* **出題 1**:
木下隆之のコラムについて、次の(a)〜(c)が本文と合っているかを「はい」か「いいえ」で答え、決め手となる本文の語句をそのまま引用すること。
(a) サッカーW杯で日本代表は惜敗した。
(b) 木下隆之が担当したテレビ解説で特に多かったのは国内のレース番組である。
(c) 海外レースの解説を日本のテレビ局のスタジオで行うこともある。
* **出題 2**:
木下隆之のコラムを、最後の文の後から書き継ぐこと。

レーシングドライバー木下隆之のクルマ連載コラム

330LAP2022.12.21

レースアナウンサーに驚愕

サッカーW杯で、木下隆之は睡眠不足の日々を過ごしているという。日本代表は惜敗してしまったけれど大健闘。数々の番組で活躍が報道されており、日本中をサッカーの虜にした。それを観戦していて、自身も頻繁にテレビ解説をする木下隆之が感じたのは…。

海外レースの解説で…

これまで何度も、テレビ解説などの大役を仰せつかってきた。DTM(ドイツツーリングカー選手権)、WTCC(世界ツーリングカー選手権)、スーパーGTシリーズ、ル・マン24時間、ニュルブルクリンク24時間、スパ・フランコルシャン24時間、etc…。
特に多かったのは海外のレース番組であろう。現地の実況席からライブ放送することも少なくないし、海外レースとはいえ現地まで飛ぶこともままならず、日本のテレビ局のスタジオで海外配信の映像を素材に、解説することもある。

* **データ抜粋**:

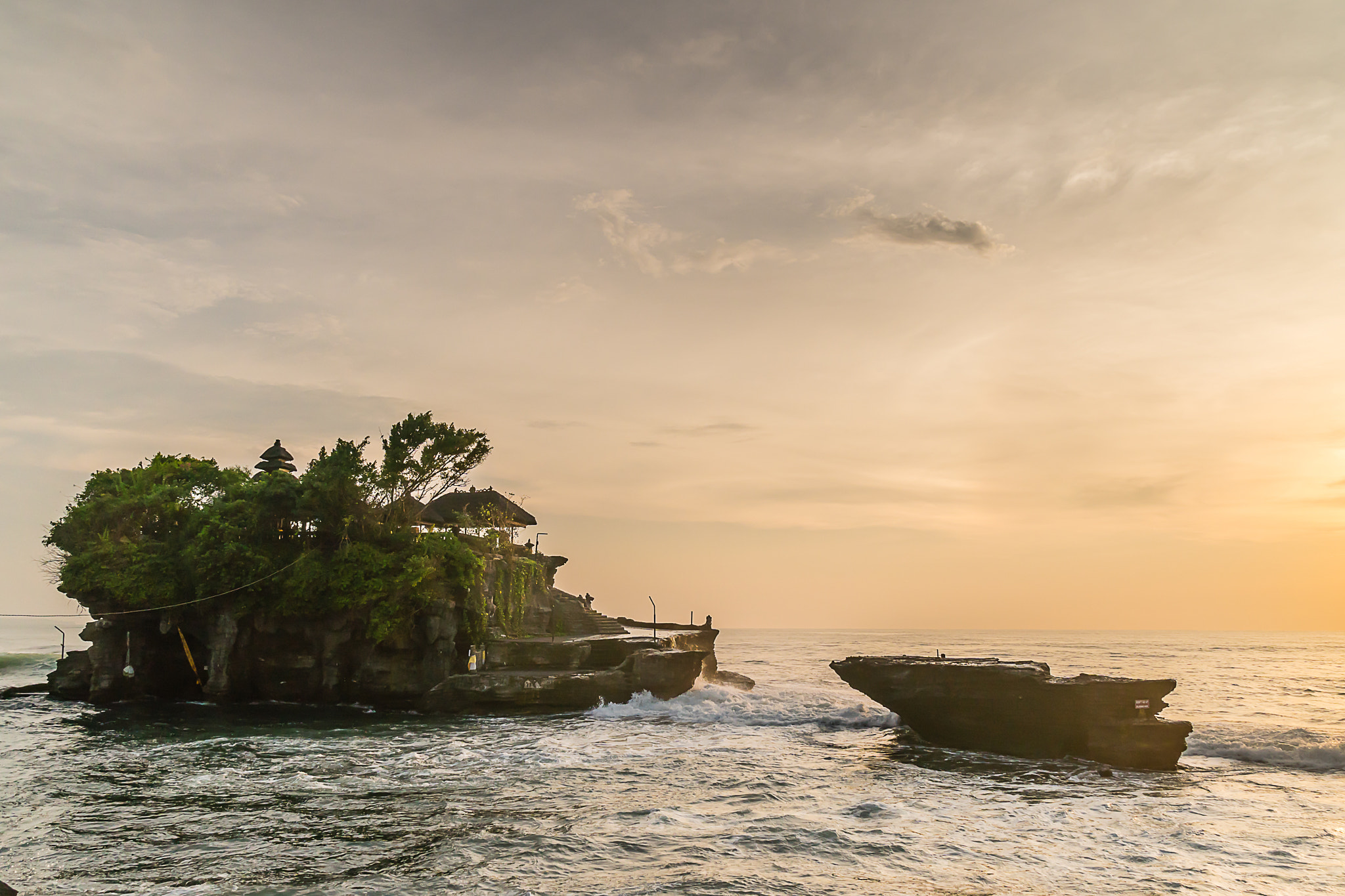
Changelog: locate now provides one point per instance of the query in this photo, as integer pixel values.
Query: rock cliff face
(1021, 710)
(568, 657)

* **解答 1**:
(a) はい。「日本代表は惜敗してしまったけれど大健闘。」
(b) いいえ。「特に多かったのは海外のレース番組であろう。」
(c) はい。「日本のテレビ局のスタジオで海外配信の映像を素材に、解説することもある。」

* **解答 2**:
解説をするようになってから、かれこれ30年近くの時が過ぎている。たしか、最初にゲスト解説の仕事をいただいたのはWOWOWだったと思う。DTMだった。都内某所の防空壕のような暗いスタジオにモグラのように籠り、海外から配信されてくる映像や音声に合わせて全戦解説をした。現地からのライブ映像だから、時差を考えるとたいがい日本は深夜である。
海外レースのライブ配信で苦労するのは、現地の空気感が伝わってこないことだ。現地に派遣したリポーターからの情報を頼りに解説を組み立てるものの、気温や天候の変化を肌で感じることができない。リアルな解説を届けるのはなかなか困難なのである。

そんな解説業務で最高に頼りになるのは、実況担当のレースアナウンサーの存在である。MC、つまりマスター・オブ・セレモニーである彼らは、オーケストラで言うところの指揮者。僕ら解説陣はMCの掌の上で、指示されたタイミングで言葉を紡ぐ。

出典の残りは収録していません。